■ PARTS OF THE EXERCISE ■
• A. Decide whether each statement below agrees with the text on group life insurance, answering yes or no and quoting the deciding words of the text: (i) Owen may name a beneficiary under his group plan; (ii) group insurance lasts for an employee's whole working life; (iii) Owen's employer pays part of the premium.
• B. Extract word for word the part of the records that opens with their first line and closes with the line containing "pixel 952 464", including both of those lines.

■ DOCUMENT ■

>>>>>

How is your group life insurance?

Owen is married and has two children. He has been working at the same company for over five years and relies heavily on his employee group plan for his life insurance needs. A new single co-worker got the same benefits after only 90-days and Owen wonders if his group insurance can let him down.

Owen learned that group benefit plans treat all employees the same, regardless of individual needs. Coverage amounts may be determined by income, but a single worker with the same earnings will get the same benefit as a married worker with children.

Many plans offer the option of additional coverage for extra premium. However, the total amount of coverage available is limited and may not fully meet Owen’s needs.

A group employee insurance plan is a contract between an employer, union or association and an insurance company to provide protection for the employees or members. Because he is not a party to the contract, Owen has no rights under the plan other than to name a beneficiary.

The group plan can be changed at any time without Owen’s approval. His employer may decide to switch insurance companies, reduce coverage or cancel it completely. Even though he is the insured individual, Owen has no voice in these decisions.

Group insurance is year-to-year coverage. The insurance company can change the policy on the renewal date. It can increase the premiums, reduce the coverage or refuse to renew altogether.

The group insurance Owen has is low cost for two reasons. First, it covers him while he is least likely to die, while he is still able to work. Second, his employer pays a good portion of the premium. Some premiums paid for by his boss may be a taxable benefit to Owen.

<<<<<

■ SUPPLIED ENTRIES ■

>>>>>

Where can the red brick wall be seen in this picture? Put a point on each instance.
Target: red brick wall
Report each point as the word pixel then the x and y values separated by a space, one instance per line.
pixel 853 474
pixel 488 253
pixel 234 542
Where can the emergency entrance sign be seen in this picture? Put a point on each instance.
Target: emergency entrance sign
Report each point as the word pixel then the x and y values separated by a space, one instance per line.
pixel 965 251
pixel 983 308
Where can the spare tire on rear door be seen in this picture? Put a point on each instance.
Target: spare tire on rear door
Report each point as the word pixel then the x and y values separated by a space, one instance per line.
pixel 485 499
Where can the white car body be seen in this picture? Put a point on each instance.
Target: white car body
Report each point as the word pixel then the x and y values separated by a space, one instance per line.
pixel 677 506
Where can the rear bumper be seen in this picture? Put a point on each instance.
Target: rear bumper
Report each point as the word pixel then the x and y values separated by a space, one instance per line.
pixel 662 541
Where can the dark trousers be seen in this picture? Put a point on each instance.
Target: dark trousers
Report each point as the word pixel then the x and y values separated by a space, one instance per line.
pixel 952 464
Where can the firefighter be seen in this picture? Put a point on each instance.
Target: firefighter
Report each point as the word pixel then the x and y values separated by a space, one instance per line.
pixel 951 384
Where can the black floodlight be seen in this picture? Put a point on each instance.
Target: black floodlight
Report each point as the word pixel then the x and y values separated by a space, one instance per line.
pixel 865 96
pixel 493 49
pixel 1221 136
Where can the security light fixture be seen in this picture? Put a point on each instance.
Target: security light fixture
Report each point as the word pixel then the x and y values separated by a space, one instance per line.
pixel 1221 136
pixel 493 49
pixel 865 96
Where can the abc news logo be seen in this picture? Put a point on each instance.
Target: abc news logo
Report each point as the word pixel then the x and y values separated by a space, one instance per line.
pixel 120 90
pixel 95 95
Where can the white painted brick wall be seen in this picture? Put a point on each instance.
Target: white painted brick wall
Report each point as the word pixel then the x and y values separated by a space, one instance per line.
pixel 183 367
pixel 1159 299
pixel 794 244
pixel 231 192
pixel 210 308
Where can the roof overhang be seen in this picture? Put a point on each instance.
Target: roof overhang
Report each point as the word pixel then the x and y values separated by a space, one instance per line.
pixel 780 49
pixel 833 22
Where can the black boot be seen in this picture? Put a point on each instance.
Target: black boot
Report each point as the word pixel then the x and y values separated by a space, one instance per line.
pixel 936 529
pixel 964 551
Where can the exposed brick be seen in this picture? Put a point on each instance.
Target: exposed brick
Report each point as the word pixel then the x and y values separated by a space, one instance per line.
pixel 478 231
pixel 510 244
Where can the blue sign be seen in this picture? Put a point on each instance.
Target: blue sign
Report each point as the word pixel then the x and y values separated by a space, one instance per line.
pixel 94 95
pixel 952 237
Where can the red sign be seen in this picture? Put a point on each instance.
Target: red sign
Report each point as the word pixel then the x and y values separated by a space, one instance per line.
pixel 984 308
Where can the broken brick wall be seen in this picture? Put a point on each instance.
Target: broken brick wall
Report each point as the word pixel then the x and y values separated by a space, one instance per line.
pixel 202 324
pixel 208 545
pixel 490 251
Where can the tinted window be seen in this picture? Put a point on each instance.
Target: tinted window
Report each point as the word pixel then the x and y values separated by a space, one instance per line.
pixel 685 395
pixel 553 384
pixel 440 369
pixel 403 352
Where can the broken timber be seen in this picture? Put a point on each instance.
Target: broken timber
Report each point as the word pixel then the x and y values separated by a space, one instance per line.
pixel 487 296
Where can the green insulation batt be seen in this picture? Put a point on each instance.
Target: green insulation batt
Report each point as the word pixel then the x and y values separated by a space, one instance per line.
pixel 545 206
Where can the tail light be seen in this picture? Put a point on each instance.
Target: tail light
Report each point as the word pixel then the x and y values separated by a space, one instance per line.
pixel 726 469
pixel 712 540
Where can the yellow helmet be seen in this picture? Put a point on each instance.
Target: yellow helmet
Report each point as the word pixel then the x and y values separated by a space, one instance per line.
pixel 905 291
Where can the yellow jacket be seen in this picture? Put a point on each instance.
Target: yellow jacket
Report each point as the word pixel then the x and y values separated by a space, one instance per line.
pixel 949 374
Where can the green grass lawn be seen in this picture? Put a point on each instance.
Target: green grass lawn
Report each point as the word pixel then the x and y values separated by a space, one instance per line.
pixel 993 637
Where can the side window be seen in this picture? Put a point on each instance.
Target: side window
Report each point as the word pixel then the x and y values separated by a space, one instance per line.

<<<<<

■ LIST OF SOLUTIONS ■
• A.
(i) Yes: "Owen has no rights under the plan other than to name a beneficiary."
(ii) No: "Group insurance is year-to-year coverage."
(iii) Yes: "his employer pays a good portion of the premium."

• B.
Where can the red brick wall be seen in this picture? Put a point on each instance.
Target: red brick wall
Report each point as the word pixel then the x and y values separated by a space, one instance per line.
pixel 853 474
pixel 488 253
pixel 234 542
Where can the emergency entrance sign be seen in this picture? Put a point on each instance.
Target: emergency entrance sign
Report each point as the word pixel then the x and y values separated by a space, one instance per line.
pixel 965 251
pixel 983 308
Where can the spare tire on rear door be seen in this picture? Put a point on each instance.
Target: spare tire on rear door
Report each point as the word pixel then the x and y values separated by a space, one instance per line.
pixel 485 499
Where can the white car body be seen in this picture? Put a point on each instance.
Target: white car body
Report each point as the word pixel then the x and y values separated by a space, one instance per line.
pixel 677 506
Where can the rear bumper be seen in this picture? Put a point on each instance.
Target: rear bumper
Report each point as the word pixel then the x and y values separated by a space, one instance per line.
pixel 662 541
Where can the dark trousers be seen in this picture? Put a point on each instance.
Target: dark trousers
Report each point as the word pixel then the x and y values separated by a space, one instance per line.
pixel 952 464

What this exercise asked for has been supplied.